SUPPLIED TEXT
/---
Saturday, January 26, 2013

At the Foot of Mount Kilimanjaro and the Ngorongoro Crater


Three days later we left the country of Kenya and said good-bye to the beautiful Masai Mara.  We both agreed that it cannot get any better that what we just experienced, but it did.

We flew out on a gravel airstrip on the Masai Mara in a four engine turbo prop and headed back to Nairobi.  Here we met the driver that would take us to the border of Kenya and Tanzania.  This part of the trip was very comfortable.  We rode down paved roads to the border of Tanzania.  Here we did the usual stand in line and presented our paperwork along with our passports and yellow card showing we had received a Yellow Fever vaccination.  This is where our guide with Odysseys Unlimited really got to work.  He had seventeen people to get across the border and it was like herding cats.  We also changed vehicles, and luggage had to be transferred.  Under our guide's direction, he made it all happen.  Edwin was truly outstanding and not a discouraging word was said.  I wondered what he was thinking.
\---
Referring expression pointing rows
/---
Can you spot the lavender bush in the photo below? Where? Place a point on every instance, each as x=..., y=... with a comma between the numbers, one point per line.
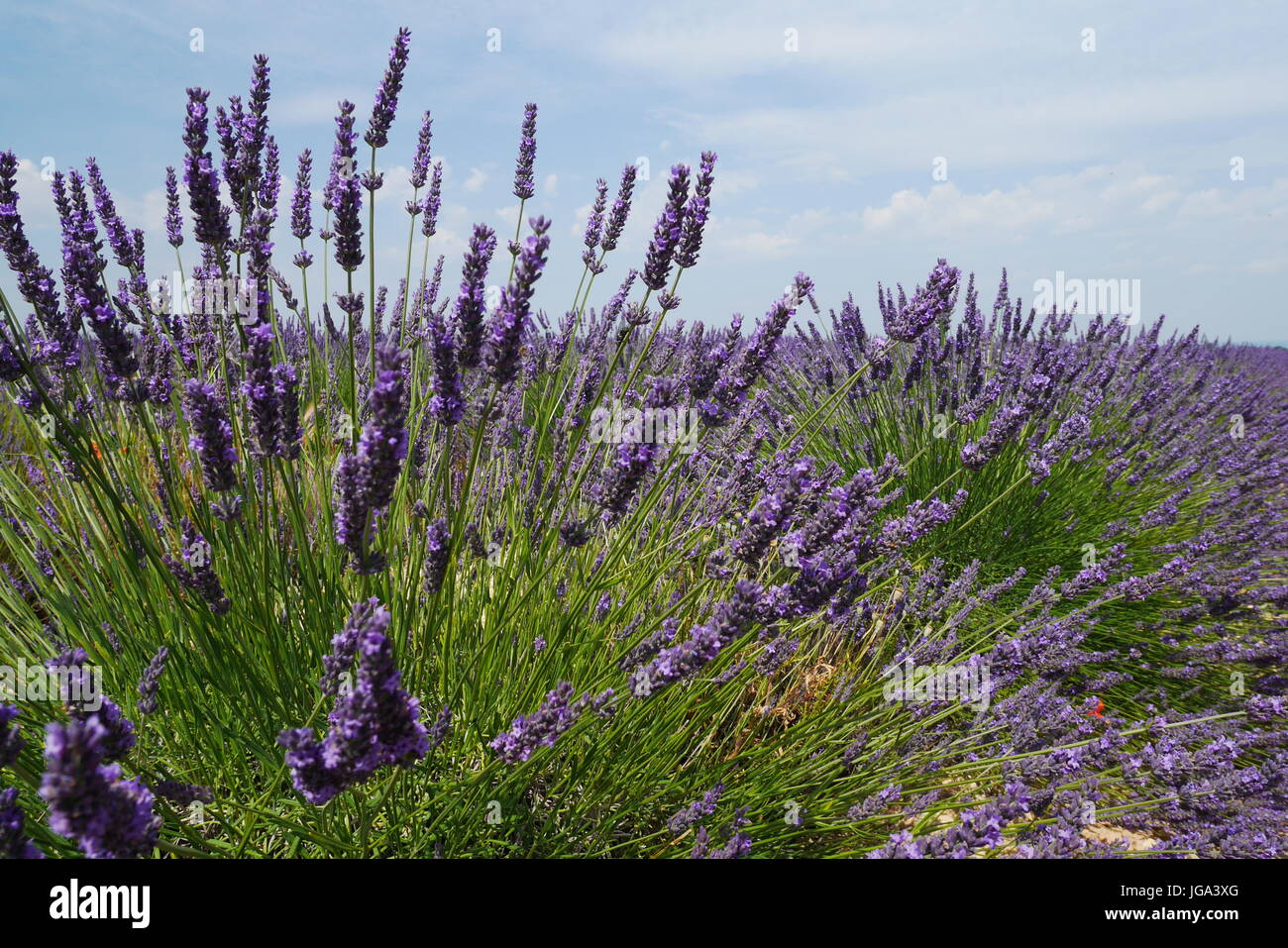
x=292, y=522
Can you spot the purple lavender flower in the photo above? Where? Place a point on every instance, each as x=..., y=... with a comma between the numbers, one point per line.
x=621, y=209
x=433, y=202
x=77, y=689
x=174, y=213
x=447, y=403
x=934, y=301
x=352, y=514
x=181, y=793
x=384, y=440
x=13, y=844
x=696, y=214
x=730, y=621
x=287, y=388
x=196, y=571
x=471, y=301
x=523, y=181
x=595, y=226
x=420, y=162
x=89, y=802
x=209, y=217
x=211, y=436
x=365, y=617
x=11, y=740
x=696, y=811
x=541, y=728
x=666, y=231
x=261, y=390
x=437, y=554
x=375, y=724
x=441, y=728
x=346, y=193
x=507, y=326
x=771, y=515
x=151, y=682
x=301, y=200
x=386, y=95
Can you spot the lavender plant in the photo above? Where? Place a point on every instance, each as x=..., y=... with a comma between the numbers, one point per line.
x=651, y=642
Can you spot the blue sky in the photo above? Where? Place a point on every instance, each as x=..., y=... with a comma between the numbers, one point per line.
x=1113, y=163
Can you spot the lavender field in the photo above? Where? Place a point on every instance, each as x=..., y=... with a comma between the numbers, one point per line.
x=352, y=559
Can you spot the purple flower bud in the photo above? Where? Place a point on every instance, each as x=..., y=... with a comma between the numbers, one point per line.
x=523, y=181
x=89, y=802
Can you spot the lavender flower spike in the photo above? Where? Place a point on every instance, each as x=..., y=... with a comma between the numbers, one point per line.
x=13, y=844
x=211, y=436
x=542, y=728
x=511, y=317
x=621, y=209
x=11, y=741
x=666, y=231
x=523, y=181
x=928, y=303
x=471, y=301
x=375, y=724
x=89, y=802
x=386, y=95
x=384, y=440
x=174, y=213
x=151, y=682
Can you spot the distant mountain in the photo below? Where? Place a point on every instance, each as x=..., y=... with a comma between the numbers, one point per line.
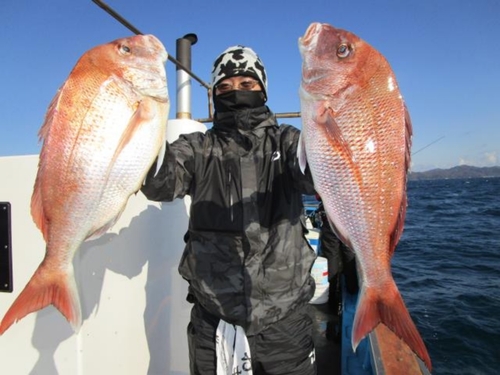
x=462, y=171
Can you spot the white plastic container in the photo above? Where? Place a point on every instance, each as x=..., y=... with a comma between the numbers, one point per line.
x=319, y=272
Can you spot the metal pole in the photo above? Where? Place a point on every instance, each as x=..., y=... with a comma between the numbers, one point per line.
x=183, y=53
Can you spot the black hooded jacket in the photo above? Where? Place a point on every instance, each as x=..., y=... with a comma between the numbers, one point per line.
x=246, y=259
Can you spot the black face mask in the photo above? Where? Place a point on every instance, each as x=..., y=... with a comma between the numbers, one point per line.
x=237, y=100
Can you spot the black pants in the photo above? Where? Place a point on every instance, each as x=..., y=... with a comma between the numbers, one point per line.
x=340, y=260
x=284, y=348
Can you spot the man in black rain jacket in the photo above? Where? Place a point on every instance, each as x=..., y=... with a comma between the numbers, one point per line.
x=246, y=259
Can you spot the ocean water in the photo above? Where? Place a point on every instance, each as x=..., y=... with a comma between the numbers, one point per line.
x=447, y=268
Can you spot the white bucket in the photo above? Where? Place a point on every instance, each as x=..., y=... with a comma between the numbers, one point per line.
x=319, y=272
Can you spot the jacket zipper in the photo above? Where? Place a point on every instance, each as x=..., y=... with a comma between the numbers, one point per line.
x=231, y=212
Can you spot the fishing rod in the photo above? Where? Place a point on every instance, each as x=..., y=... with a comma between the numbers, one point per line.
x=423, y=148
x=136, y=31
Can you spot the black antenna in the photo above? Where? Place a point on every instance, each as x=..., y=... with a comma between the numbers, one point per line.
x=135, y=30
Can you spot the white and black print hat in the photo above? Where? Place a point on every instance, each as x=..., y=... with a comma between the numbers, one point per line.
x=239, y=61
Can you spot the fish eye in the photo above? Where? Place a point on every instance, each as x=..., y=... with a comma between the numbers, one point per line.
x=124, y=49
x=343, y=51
\---
Give a two-sentence summary of the travel post.

EXERCISE RESPONSE
After leaving the Masai Mara, the travelers flew from a gravel airstrip to Nairobi and then rode with a driver on paved roads to the border of Kenya and Tanzania. At the border they presented their paperwork, passports and yellow fever cards, changed vehicles and moved their luggage, while their guide Edwin from Odysseys Unlimited got all seventeen people across.